> **ACTIVITY**
Reproduce the entries. Each one must match the original exactly.

[Collection entries]

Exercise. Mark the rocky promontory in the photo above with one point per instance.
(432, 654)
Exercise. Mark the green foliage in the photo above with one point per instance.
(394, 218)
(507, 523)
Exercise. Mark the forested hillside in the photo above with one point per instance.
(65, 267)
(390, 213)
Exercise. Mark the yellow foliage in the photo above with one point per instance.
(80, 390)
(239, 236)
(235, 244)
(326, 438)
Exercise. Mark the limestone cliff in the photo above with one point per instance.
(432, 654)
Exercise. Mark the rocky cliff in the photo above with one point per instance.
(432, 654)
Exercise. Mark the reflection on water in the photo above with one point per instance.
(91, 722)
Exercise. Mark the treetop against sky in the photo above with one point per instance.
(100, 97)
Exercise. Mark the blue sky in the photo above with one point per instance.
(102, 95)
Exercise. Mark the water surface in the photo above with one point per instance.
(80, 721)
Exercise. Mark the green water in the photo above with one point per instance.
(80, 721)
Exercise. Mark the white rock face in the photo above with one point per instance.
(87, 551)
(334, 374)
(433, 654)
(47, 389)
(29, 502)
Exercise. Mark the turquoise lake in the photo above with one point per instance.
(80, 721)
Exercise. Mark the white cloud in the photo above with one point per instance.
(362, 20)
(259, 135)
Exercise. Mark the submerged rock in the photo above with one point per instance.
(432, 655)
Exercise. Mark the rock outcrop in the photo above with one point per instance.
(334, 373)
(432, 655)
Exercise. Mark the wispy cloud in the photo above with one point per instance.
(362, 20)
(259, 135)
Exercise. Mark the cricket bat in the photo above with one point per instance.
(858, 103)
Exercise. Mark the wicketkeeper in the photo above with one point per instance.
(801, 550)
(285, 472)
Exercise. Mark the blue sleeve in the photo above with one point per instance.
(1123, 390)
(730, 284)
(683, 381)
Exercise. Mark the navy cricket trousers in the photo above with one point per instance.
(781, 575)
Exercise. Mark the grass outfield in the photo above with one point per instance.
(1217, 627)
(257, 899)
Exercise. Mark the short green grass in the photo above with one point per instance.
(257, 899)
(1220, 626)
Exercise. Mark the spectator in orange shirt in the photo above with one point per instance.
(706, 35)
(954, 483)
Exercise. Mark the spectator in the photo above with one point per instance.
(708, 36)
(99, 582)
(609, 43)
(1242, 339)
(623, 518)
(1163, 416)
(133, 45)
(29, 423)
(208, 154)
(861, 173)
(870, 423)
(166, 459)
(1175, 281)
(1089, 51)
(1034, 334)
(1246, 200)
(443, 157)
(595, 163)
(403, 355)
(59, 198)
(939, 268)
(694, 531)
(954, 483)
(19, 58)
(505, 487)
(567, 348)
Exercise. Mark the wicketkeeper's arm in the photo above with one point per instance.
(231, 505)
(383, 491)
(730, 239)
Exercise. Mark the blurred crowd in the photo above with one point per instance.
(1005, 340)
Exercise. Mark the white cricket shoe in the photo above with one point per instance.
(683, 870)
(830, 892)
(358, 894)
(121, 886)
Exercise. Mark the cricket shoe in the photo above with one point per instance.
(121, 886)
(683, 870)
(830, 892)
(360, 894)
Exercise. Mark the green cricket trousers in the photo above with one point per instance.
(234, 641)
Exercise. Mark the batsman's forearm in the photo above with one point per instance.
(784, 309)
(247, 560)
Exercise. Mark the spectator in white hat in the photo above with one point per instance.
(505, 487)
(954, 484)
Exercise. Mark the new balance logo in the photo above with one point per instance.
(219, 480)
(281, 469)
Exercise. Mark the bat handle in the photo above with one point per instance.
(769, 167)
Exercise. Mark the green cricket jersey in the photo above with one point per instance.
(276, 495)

> **EXERCISE OUTPUT**
Exercise. Mark the rocky promontory in the photo above with one point per instance.
(432, 654)
Exercise. Mark the green foliage in the photo above with one point per instance.
(394, 218)
(507, 523)
Exercise. Mark the forested hillside in the photo above with one point per instance.
(65, 267)
(390, 213)
Exercise. Mark the yellow foliage in the photo above with one point per instance.
(80, 390)
(239, 236)
(235, 244)
(326, 438)
Exercise. Mark the limestone cliff in the photo above with one point per instance.
(432, 654)
Exercise. Mark the rocky cliff in the photo above with one point per instance.
(432, 654)
Exercise. Mark the reflection on water in the photo above with one point per instance.
(91, 722)
Exercise. Mark the treetop against sky in the photo above with one point per instance.
(100, 97)
Exercise. Mark the blue sky in the photo above with one point per instance.
(102, 95)
Exercise. Mark the water surface in the photo above with one point per instance.
(80, 721)
Exercise. Mark the green water in the photo above with one point per instance.
(80, 721)
Exercise. Mark the white rock face in the photo above with one point per instance.
(87, 551)
(334, 374)
(433, 654)
(47, 389)
(29, 502)
Exercise. Mark the turquoise lake in the photo above with one point per instance.
(80, 721)
Exercise. Mark the white cloud in the photo above with one point per instance.
(362, 20)
(259, 135)
Exercise. Mark the submerged rock in the photo above with one point per instance.
(432, 655)
Exercise. Mark the rock outcrop in the photo above with one point per instance.
(334, 373)
(432, 655)
Exercise. Mark the wispy cloud in the photo above with one point per instance.
(362, 20)
(259, 135)
Exercise. Mark the cricket bat in the photo above with one point per instance.
(858, 103)
Exercise. Mark the wicketkeeper in the photo above with one point per instance.
(801, 550)
(285, 472)
Exercise. Mark the blue sleeve in the photo above with one point per instance.
(1123, 390)
(730, 284)
(683, 381)
Exercise. Mark the navy cricket trousers in the photo above with one point per instance.
(781, 575)
Exercise. Mark the grass outfield in the photo above with one point per instance.
(1217, 627)
(257, 899)
Exercise. Mark the short green grass in the photo above with one point per instance.
(257, 899)
(1220, 626)
Exercise. Mark the spectator in orange shirt in the photo above with one point per instance.
(706, 35)
(954, 483)
Exercise. Mark the spectator in the photo above with one point per instance.
(708, 36)
(99, 582)
(609, 43)
(1242, 339)
(623, 518)
(1163, 416)
(133, 45)
(29, 423)
(208, 154)
(861, 173)
(870, 423)
(166, 459)
(1175, 281)
(1089, 51)
(1034, 334)
(1246, 200)
(443, 157)
(595, 163)
(403, 355)
(59, 198)
(939, 268)
(694, 531)
(954, 483)
(19, 58)
(505, 487)
(567, 348)
Exercise. Mark the wicketkeeper's arm in the photo above with one point per instance.
(231, 505)
(383, 491)
(730, 239)
Exercise. Mark the blurred crowd in the photo above with one point per instance.
(1005, 340)
Exercise. Mark the white cricket shoe in the photo above with one point per instance.
(683, 870)
(830, 892)
(358, 894)
(121, 886)
Exercise. Mark the cricket shoe in the photo above with one point per instance.
(121, 886)
(683, 870)
(830, 892)
(360, 894)
Exercise. Mark the green cricket trousers in the photo above with one point per instance.
(234, 641)
Exercise. Mark the batsman's forearm in the photo above with one point per instance.
(784, 309)
(247, 560)
Exercise. Mark the spectator in white hat in the photo above with one point per instance.
(505, 487)
(954, 484)
Exercise. Mark the new balance logo in the photo above with one point per instance.
(219, 480)
(281, 469)
Exercise. Mark the bat handle in the photo above with one point per instance.
(769, 167)
Exercise. Mark the green cricket jersey in the photo above with one point per instance.
(276, 495)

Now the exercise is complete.